Problem → Transcribe all records, preserving every character.

Dataset content →
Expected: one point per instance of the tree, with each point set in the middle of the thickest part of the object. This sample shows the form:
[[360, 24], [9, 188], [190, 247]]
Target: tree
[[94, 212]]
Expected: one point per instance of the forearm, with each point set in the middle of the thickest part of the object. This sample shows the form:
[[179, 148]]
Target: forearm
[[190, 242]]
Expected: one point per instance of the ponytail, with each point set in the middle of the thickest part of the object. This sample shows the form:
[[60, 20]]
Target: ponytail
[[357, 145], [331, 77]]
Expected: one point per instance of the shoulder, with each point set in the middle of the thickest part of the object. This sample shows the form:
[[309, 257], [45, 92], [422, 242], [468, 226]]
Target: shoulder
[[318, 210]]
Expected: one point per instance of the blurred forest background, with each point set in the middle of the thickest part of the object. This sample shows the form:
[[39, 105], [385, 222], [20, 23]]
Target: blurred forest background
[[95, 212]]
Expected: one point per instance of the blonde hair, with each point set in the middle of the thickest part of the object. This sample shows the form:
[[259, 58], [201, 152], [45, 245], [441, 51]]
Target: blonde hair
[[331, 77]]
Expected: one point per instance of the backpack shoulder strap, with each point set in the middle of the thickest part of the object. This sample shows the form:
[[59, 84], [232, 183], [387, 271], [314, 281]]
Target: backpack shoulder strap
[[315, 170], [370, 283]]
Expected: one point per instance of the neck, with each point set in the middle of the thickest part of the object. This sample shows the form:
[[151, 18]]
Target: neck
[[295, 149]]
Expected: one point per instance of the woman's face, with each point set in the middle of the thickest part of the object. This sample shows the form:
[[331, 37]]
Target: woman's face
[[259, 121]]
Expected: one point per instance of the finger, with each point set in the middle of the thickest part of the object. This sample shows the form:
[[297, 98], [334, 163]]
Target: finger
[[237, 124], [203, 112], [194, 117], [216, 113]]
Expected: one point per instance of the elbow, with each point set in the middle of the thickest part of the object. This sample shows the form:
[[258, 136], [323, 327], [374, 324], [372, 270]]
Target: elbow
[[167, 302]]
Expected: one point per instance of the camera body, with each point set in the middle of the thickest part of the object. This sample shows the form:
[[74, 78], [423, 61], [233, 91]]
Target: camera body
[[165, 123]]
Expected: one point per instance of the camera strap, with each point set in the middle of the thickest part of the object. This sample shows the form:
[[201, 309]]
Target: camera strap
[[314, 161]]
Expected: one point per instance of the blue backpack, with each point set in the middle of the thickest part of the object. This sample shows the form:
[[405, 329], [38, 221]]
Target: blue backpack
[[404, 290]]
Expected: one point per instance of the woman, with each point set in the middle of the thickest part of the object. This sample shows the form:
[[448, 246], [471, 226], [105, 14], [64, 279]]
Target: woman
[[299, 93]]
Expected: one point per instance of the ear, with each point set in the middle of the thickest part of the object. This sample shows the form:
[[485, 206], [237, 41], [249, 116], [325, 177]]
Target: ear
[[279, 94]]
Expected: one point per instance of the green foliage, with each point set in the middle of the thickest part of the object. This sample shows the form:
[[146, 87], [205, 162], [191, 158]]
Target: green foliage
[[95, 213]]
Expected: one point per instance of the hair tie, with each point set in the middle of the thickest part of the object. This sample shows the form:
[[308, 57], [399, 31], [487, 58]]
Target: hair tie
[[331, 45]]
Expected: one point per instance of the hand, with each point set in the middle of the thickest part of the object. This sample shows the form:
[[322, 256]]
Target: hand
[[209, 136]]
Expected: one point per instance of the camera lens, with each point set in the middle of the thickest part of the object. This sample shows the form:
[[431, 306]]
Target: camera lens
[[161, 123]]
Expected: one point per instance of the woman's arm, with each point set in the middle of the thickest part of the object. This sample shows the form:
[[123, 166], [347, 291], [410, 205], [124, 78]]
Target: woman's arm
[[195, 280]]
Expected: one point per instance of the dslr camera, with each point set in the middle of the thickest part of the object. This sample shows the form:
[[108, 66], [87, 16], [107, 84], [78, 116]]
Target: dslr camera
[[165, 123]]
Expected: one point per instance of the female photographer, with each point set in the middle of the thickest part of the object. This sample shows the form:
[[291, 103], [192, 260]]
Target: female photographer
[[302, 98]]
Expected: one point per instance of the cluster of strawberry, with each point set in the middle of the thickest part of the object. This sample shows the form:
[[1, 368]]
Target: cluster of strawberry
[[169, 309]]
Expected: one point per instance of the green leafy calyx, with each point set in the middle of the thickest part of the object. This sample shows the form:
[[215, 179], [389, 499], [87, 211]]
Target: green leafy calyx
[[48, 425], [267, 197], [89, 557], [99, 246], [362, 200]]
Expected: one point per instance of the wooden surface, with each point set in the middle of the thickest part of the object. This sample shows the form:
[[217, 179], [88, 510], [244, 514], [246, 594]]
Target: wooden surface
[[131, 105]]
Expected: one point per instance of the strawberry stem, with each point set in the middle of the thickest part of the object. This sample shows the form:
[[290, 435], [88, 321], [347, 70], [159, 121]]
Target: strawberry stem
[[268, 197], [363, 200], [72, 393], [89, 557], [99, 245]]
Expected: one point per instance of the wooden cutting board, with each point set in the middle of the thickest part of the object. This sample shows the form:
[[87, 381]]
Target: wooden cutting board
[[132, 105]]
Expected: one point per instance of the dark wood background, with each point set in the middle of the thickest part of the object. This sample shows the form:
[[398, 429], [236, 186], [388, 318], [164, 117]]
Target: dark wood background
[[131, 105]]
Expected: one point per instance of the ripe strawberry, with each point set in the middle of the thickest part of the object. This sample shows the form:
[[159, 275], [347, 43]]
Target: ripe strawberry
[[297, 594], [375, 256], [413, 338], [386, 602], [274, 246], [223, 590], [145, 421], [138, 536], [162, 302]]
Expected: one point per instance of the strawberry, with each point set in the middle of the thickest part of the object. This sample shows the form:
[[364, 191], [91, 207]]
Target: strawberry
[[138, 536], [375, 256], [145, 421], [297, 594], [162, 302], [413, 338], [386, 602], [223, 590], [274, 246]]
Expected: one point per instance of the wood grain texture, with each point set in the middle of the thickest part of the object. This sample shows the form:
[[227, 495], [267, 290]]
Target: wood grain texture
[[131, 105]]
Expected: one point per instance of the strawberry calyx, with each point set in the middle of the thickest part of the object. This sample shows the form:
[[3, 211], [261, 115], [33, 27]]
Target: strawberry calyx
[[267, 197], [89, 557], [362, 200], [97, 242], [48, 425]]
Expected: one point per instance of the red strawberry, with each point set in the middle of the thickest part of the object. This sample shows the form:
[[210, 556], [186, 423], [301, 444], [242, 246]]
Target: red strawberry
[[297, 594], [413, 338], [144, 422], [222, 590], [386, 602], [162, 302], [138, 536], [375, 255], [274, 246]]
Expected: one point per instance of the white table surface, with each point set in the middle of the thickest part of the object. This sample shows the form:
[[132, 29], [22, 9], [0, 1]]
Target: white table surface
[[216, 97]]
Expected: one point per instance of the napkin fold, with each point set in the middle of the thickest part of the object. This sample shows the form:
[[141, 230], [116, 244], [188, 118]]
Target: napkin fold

Result of the exercise →
Expected: one point per instance of the tree, with each point set in the middle of the thickest part of the object. This sample shows the form:
[[360, 24], [9, 188], [190, 247]]
Target: tree
[[94, 212]]
Expected: one point per instance of the forearm, with each point set in the middle of the thickest part of the object. This sample shows the form:
[[179, 148]]
Target: forearm
[[190, 242]]
Expected: one point per instance of the ponytail, with each point set in the middle of the thickest part of the object. This sample shows the form:
[[60, 20]]
Target: ponytail
[[357, 145], [331, 77]]
Expected: one point per instance of the shoulder, with each point set in the middle of the thickest part of the object. This sample shows the form:
[[309, 257], [45, 92], [422, 242], [468, 226]]
Target: shoulder
[[318, 210]]
Expected: one point per instance of the blurred forest background, with each point set in the middle of the thickest part of the object. This sample shows the form:
[[39, 105], [385, 222], [20, 23]]
Target: blurred forest background
[[95, 212]]
Expected: one point per instance of the blonde hair, with each point set in the middle of the thickest part of the object. This sample shows the form:
[[259, 58], [201, 152], [45, 245], [441, 51]]
Target: blonde hair
[[331, 77]]
Expected: one point per instance of the backpack shoulder strap, with each point set in the middle of the thickest part of the object. This sample shows the form:
[[59, 84], [232, 183], [387, 271], [314, 281]]
Target: backpack shoulder strap
[[315, 170], [370, 283]]
Expected: one point per instance of the neck, with each point set in the middle of the thickest part of the object. This sample shows the form:
[[151, 18]]
Target: neck
[[295, 149]]
Expected: one point per instance of the woman's face, with each point set in the middle of the thickest part of the object. This sample shows the form:
[[331, 37]]
Target: woman's face
[[259, 121]]
Expected: one point per instance of the finger, with each point set in the middle of the thickest part of the object. This sample shows the form:
[[297, 98], [334, 163]]
Target: finger
[[237, 124], [203, 112], [194, 117], [216, 113]]
Expected: one point per instance of the elbow, with each point set in the middle of the thickest part of the object. This sample shows the form:
[[258, 136], [323, 327], [374, 324], [372, 270]]
Target: elbow
[[167, 302]]
Expected: one point per instance of the camera body, with each point set in the middle of the thickest part of the object. This sample shows the form:
[[74, 78], [423, 61], [233, 91]]
Target: camera body
[[165, 123]]
Expected: one point per instance of the camera strap, with each point set in the middle of the thickest part of the object. This sample shows the form:
[[201, 309]]
Target: camera strap
[[314, 161]]
Expected: one point per instance of the blue backpack, with each point set in the middle of the thickest part of the object. This sample shows the form:
[[405, 329], [38, 221]]
Target: blue backpack
[[404, 290]]
Expected: one point per instance of the woman, with each point set in the middle of the thickest part of the object. This sample shows the form:
[[448, 246], [471, 226], [105, 14], [64, 279]]
Target: woman
[[299, 93]]
Expected: one point per instance of the ear, with each point set in the middle of the thickest part of the object. This sample shows the form:
[[485, 206], [237, 41], [249, 116], [325, 177]]
Target: ear
[[279, 94]]
Expected: one point per instance of the green foliage, with each point set in the middle of the thickest part of the object. This sample shows the form:
[[146, 87], [205, 162], [191, 158]]
Target: green foliage
[[95, 213]]
Expected: one point per instance of the hair tie, with each point set in the middle of the thickest part of the object. This sample shows the form:
[[308, 57], [399, 31], [487, 58]]
Target: hair tie
[[331, 45]]
Expected: one point per instance of the hand, with each point set in the middle of the thickest part of the object. This sample shows the form:
[[322, 256]]
Target: hand
[[209, 136]]
Expected: one point per instance of the camera lens, with each point set in the middle of the thickest part of the object. This sample shows the form:
[[431, 306]]
Target: camera lens
[[161, 123]]
Expected: one point per instance of the woman's arm, with each point set in the middle of the thickest part of the object. This sample shows the form:
[[123, 166], [347, 291], [410, 205], [124, 78]]
Target: woman's arm
[[195, 280]]
Expected: one point per instance of the dslr camera, with each point set in the middle of the thickest part of the object. This sample shows the form:
[[108, 66], [87, 16], [107, 84], [78, 116]]
Target: dslr camera
[[165, 123]]
Expected: one point per instance of the female photographer, with each point set in the middle of the thickest part of the object. This sample shows the form:
[[291, 103], [192, 260]]
Target: female photographer
[[302, 98]]
Expected: one point per instance of the cluster of strawberry, with each point set in the middle of the thickest part of the object. This sample shows the form:
[[1, 368]]
Target: cluster of strawberry
[[169, 309]]
Expected: one point per instance of the green leafy calyx, with each point set in the middle of the thickest part of the object. This sample shows the form:
[[215, 179], [389, 499], [87, 211]]
Target: green leafy calyx
[[48, 425], [267, 197], [89, 557], [99, 246], [362, 200]]
Expected: one point per instance of the wooden surface, with each point set in the middle of the thickest part of the object. This sample shows the form:
[[217, 179], [88, 510], [244, 514], [246, 594]]
Target: wooden surface
[[131, 105]]
Expected: one point per instance of the strawberry stem, with each point set in the middle of the thickest part of the object. This sample shows the form:
[[290, 435], [88, 321], [347, 70], [159, 121]]
Target: strawberry stem
[[268, 197], [363, 200], [72, 393], [89, 557], [99, 245]]
Expected: one point per instance of the wooden cutting board, with each point set in the middle of the thickest part of the object. This sample shows the form:
[[87, 381]]
Target: wooden cutting board
[[132, 105]]
Expected: one point per instance of the dark wood background, with each point set in the middle of the thickest part of the object. This sample shows the form:
[[398, 429], [236, 186], [388, 318], [164, 117]]
Target: dark wood background
[[131, 105]]
Expected: one point per instance of the ripe strawberry, with each point set in the middle of the thickest part of the object. This sample shows the form:
[[159, 275], [347, 43]]
Target: ripe strawberry
[[297, 594], [375, 256], [413, 338], [386, 602], [274, 246], [223, 590], [145, 421], [138, 536], [162, 302]]
Expected: one point per instance of the strawberry, with each point set in the middle of the thickest part of the object. This sample shows the form:
[[364, 191], [91, 207]]
Target: strawberry
[[138, 536], [375, 256], [145, 421], [297, 594], [162, 302], [413, 338], [386, 602], [223, 590], [274, 246]]
Expected: one point per instance of the wood grain texture, with each point set in the middle of the thickest part of the object. This sample shows the form:
[[227, 495], [267, 290]]
Target: wood grain texture
[[131, 105]]
Expected: one point per instance of the strawberry calyx, with each point set in the middle of the thickest part of the object. This sample shows the form:
[[3, 211], [261, 115], [33, 27]]
Target: strawberry calyx
[[267, 197], [89, 557], [362, 200], [97, 242], [48, 425]]
Expected: one point per instance of the red strawberry, with each point set in the middle of the thickest part of the object. This sample shows the form:
[[210, 556], [186, 423], [301, 444], [242, 246]]
Target: red strawberry
[[297, 594], [413, 338], [144, 422], [222, 590], [386, 602], [162, 302], [138, 536], [375, 255], [274, 246]]
Expected: one point per instance of the white table surface, with each point set in the middle of the thickest part of the object. This sample shows the form:
[[132, 29], [22, 9], [0, 1]]
Target: white table surface
[[216, 97]]
Expected: one point per instance of the napkin fold, with each point set in the middle of the thickest part of the object. This sample shows the form:
[[141, 230], [116, 244], [188, 118]]
Target: napkin fold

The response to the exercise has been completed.